Exploring Route 66

Eastern Oklahoma

As you cross from Kansas to Oklahoma the small towns are close together. There's Quapaw, named for a local Indian tribe and a few miles further, Commerce, the boyhood home of baseball great Micky Mantle. Then it's just a few miles to Miami. It may be spelled the same as that Florida city but it's pronounced My-am-ah. As you enter the northern part of town you can see many Route 66 businesses. Some survive, but most closed long ago. Further on into the heart of the city the restoration projects appeared. The old stores and building of the past have been renovated and Route 66 has been narrowed to make room for trees, planters and benches. And at the heart of this project is the jewel of Miami, the Coleman Theatre.

Built in the late 1920's by mining magnate George Coleman, the Coleman Theatre first opened it's doors on April 18, 1929. We stopped by to look and asked if there were tours. The gentleman who was at the door said no, but we could take a quick peek inside at the lobby. He led us in and described the lobby and what was being done to bring it back to the original ornate condition. He, then, led us in further, into the auditorium, onto the stage, backstage, upstairs to the mezzanine and balcony. He told of how some of the original fixtures were found and some were being duplicated and how small scraps of the original carpet were used by a carpet manufacturer to create duplicate carpeting. All in all our "quick peek" took over an hour. As it turns out, our guide was the manager of the restoration project. We thanked him, left a donation to the restoration fund and couldn't believe how lucky we were to see this wonderful old theatre.

The Coleman Theatre

As you leave Miami you may notice that the country looks very green. Oklahomans call this part of their state "The Green Country" and it's easy to see why. An early pre-1937 alignment of Route 66, very driveable, heads south from Miami on county road 125. After leaving town and crossing the Neosho river the pavement narrows to just 9 feet wide.

The Narrow Road - Route 66

This is the famous (well we'd heard of it) 'Sidewalk Highway'. If two cars meet they put their right wheels on the shoulder and hope it's not to soft. We were lucky; we didn't meet anyone.

The narrow road continues along property lines north/south and east/west with sharp right angle turns. In about 10 miles you'll be back on OK 66 which you can take for 5 miles to another stretch of 8 foot road to the right (west). This portion, still very used, heads west and south to Afton. A portion was torn up when I-44 was constructed but a small one lane bridge was built so tourists and a few local residents can still use this historic route.

From Afton Route 66 (Oklahoma 66) heads to Vinita, passes under the Interstate, and heads southwest passing through White Oak, Catale, and Chelsea. Just before the town of Foyil there's an interesting side trip about 4 miles east on Oklahoma 28A.

Supplied material

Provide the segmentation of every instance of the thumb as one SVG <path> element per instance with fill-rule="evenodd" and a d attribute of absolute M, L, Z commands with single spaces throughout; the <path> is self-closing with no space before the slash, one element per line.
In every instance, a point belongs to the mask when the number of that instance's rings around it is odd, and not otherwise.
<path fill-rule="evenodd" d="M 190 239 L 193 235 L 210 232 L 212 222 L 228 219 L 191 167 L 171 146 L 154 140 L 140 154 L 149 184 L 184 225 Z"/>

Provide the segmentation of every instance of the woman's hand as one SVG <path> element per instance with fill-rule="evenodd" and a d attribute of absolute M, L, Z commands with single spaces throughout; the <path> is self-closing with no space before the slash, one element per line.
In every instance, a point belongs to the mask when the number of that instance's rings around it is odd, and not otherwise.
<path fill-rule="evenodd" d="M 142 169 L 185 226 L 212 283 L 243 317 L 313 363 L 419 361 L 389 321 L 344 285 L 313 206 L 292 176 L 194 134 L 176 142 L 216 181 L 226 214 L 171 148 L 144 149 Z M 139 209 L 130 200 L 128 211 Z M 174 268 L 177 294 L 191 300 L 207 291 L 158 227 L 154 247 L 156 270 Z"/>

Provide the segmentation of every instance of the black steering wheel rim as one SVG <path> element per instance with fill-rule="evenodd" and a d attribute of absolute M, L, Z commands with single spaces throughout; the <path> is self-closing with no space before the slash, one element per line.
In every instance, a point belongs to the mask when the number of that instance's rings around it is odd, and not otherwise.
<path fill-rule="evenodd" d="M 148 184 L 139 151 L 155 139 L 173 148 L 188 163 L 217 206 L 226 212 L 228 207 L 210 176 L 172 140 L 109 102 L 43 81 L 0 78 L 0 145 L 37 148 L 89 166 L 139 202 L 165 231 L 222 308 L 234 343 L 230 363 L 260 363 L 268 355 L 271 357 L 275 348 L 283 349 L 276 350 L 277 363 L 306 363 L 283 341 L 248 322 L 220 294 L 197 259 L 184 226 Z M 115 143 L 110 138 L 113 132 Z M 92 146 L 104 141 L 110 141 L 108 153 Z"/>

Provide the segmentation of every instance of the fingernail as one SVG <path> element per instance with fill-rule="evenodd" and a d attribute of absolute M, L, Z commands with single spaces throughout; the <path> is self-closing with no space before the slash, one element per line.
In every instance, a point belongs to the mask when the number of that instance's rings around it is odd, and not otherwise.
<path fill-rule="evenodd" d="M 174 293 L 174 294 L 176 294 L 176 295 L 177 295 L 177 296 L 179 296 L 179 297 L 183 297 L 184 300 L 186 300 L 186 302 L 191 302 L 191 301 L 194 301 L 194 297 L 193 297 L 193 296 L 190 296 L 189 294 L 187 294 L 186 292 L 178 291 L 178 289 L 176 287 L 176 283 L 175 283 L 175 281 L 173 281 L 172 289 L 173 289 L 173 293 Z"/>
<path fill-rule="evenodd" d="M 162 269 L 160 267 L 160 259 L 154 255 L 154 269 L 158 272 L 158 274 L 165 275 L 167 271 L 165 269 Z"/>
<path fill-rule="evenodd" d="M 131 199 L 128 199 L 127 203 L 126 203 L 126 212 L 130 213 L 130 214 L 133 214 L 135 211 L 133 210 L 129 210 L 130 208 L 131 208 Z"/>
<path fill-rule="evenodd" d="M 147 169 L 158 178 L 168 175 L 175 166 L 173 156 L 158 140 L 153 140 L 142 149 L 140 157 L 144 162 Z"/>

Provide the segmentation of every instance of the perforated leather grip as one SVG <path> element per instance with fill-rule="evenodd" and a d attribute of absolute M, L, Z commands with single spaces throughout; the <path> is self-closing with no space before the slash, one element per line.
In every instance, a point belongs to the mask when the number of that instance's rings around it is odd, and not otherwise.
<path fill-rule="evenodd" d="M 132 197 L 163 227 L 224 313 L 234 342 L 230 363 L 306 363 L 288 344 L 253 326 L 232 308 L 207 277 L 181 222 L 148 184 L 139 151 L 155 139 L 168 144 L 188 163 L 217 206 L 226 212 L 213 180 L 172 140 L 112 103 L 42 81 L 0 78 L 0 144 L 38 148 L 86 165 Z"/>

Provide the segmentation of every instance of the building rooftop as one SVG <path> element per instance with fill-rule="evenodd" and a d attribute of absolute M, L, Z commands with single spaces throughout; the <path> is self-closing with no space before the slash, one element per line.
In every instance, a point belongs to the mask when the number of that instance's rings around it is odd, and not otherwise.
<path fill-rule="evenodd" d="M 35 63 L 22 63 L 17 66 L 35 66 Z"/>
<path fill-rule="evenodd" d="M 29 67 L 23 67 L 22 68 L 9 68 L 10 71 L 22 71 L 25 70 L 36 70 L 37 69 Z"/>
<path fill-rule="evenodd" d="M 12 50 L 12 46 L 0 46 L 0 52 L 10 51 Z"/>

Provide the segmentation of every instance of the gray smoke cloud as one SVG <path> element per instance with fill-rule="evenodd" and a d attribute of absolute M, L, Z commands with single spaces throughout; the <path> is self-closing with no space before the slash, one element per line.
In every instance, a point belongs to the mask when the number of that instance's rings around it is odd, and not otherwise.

Exercise requirements
• a. Summarize the Route 66 travel text in two sentences.
• b. Reproduce the passage of the Route 66 travel text between "The Narrow Road - Route" and "didn't meet anyone.", inclusive.
• c. Proceed with the Route 66 travel text from the point where it stops.
The items were drawn from a separate source.

Answers to the exercises
• a. Entering Oklahoma from Kansas, Route 66 runs through Quapaw and Commerce to Miami, where old buildings have been renovated and the Coleman Theatre, opened in 1929, is being restored to its original condition. South of Miami, an early alignment called the "Sidewalk Highway" narrows to 9 feet wide, and after Afton, Route 66 continues through Vinita, White Oak, Catale, and Chelsea toward Foyil.

• b.
The Narrow Road - Route 66

This is the famous (well we'd heard of it) 'Sidewalk Highway'. If two cars meet they put their right wheels on the shoulder and hope it's not to soft. We were lucky; we didn't meet anyone.

• c.
Galloway Park, also called Totem Pole Park, is an interesting collection of folk art. The most obvious is the centerpiece of the park, a giant steel and concrete Totem Pole building supported by an enormous concrete turtle. Ed Galloway spent his retirement years building the park and also many hand-crafted fiddles and pieces of inlaid wood furniture. Much of this is on display in the "Fiddle House", a combination park office, museum and gift shop. Although Mr. Galloway passed away, the park is now being preserved by the Rogers County Historical Society, the Kansas Grass Roots Art Association and the Foyil Heritage Association.

Totem Pole Park near Foyil, OK

South from Foyil the road passes through Sequayah, Claremore, the home of Will Rogers, and Verdigris. Just after crossing the Verdigris River on the photogenic twin bridges you'll come to Catoosa and the Blue Whale.

The Blue Whale

The Blue Whale was built between 1970 and 1972 by Hugh Davis and presented as a 34th wedding anniversary present to his wife, Zelta Davis. It's made of re-enforced concrete with wood walkways and diving platform in the tail. It was built almost completely by Hugh Davis and took him nearly 3000 hours. Coincidently, the cost of all materials was just under $3000.

The Blue Whale was a popular spot for swimming and picnicking. The attraction continued until 1988 when, due to Mr. Davis failing health, it was closed. It fell into disrepair until 1995, when the local Chamber of Commerce began a restoration project. The Blue Whale and the picnic areas were restored, but swimming is no longer allowed. After looking at the water I don't think I'd want to try.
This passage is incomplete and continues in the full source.